◆ ACTIVITY ◆
Begin with the line containing "Where can you spot the name" and end with the last line of the data below; return those lines exactly, and only those.

(DATA LISTING begins)

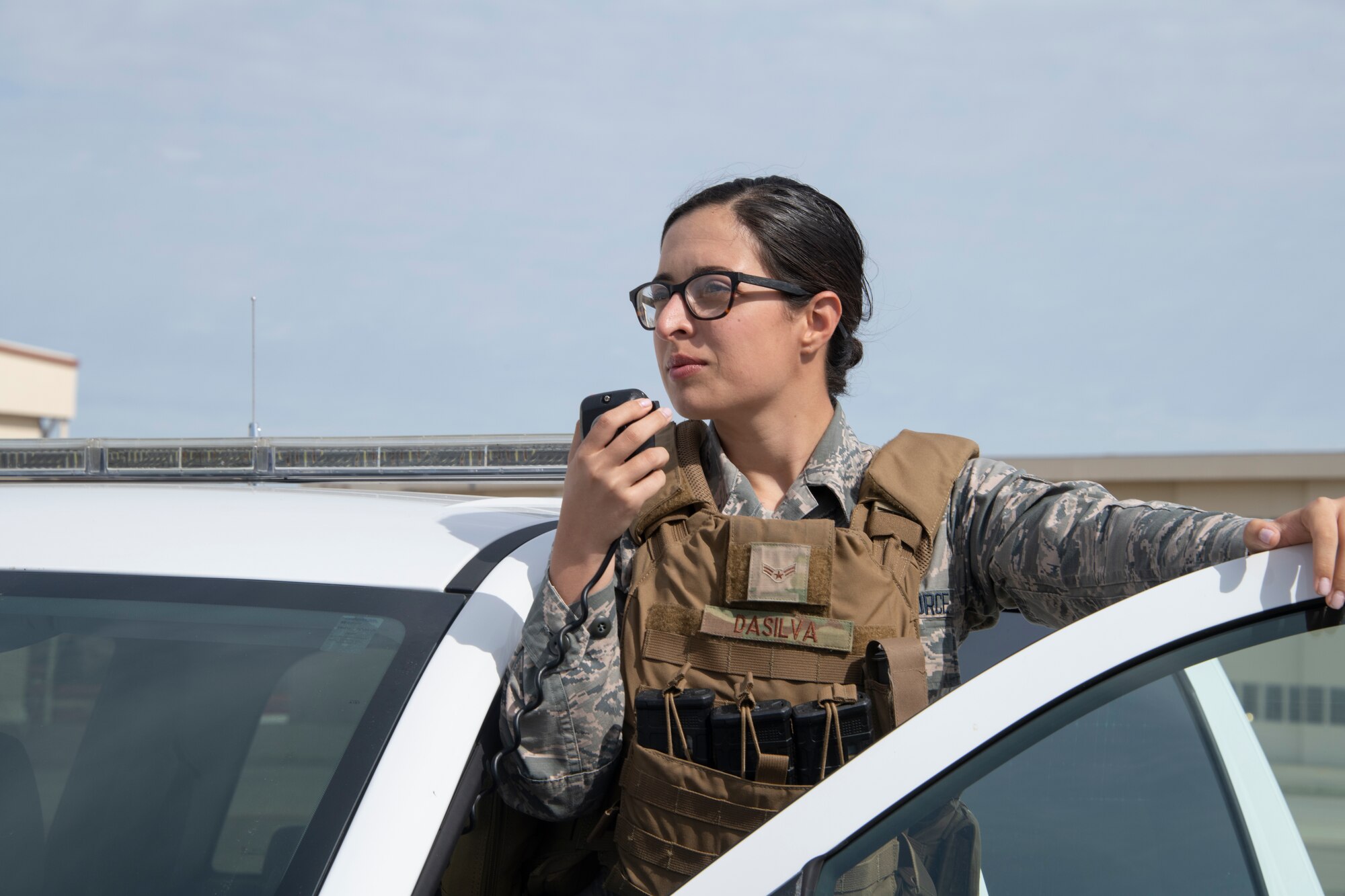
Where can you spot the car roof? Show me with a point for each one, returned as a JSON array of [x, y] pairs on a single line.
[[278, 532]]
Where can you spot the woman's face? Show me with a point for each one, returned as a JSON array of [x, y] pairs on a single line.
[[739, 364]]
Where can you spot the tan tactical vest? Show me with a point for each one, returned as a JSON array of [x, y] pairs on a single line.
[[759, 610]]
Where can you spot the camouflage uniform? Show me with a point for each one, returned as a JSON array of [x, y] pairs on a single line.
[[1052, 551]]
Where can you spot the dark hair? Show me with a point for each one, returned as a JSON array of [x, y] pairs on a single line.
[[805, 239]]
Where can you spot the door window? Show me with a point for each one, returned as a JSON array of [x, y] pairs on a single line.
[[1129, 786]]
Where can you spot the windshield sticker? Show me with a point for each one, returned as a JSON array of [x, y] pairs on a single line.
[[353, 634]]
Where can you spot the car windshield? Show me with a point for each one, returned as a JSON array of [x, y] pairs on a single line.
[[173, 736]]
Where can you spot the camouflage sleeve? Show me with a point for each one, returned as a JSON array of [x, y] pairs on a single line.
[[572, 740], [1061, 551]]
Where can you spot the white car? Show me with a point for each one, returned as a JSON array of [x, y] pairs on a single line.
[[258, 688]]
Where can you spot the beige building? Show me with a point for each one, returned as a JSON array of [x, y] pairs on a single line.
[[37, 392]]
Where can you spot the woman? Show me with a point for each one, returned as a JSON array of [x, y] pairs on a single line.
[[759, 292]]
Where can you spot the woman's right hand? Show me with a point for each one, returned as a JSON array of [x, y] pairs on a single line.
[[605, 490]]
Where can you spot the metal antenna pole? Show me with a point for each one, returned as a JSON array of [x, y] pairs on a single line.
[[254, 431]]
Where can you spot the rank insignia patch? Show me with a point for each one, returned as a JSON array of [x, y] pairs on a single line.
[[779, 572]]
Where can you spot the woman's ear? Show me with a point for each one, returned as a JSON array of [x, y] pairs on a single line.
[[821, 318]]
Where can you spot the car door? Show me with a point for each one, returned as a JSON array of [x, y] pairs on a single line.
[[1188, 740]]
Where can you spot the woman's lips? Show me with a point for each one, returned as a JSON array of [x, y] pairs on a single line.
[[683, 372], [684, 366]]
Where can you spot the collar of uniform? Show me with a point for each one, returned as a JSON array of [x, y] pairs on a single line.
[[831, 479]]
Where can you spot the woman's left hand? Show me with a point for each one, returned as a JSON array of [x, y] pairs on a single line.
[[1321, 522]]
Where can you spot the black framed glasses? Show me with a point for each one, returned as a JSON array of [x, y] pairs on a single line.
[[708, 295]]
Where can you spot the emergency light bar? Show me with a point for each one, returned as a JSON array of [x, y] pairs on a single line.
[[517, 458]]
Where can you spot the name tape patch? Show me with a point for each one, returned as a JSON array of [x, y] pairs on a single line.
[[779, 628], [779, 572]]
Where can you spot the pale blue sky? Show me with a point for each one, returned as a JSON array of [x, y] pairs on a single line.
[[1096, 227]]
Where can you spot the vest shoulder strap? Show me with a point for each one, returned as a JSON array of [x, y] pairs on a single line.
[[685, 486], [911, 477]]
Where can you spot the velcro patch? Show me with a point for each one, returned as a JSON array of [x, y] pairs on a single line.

(DATA LISTING ends)

◆ WORKED SOLUTION ◆
Where can you spot the name tape patch? Show me with a point for each one, returned as a JSON array of [x, y] pairs on a single line.
[[779, 628], [779, 572]]
Where can you spot the pale blue sky? Show me with a point for each one, returned as a JSON array of [x, y] pairs on a single line.
[[1096, 227]]
Where can you spot the vest shoulder strap? Show me with a point for each one, returned as a JSON array of [x, y] pairs on a single line.
[[685, 486], [911, 477]]
Where can you spot the velcro patch? Show me with a point for each one, returned as a JSON array of [x, y] pairs on a single line.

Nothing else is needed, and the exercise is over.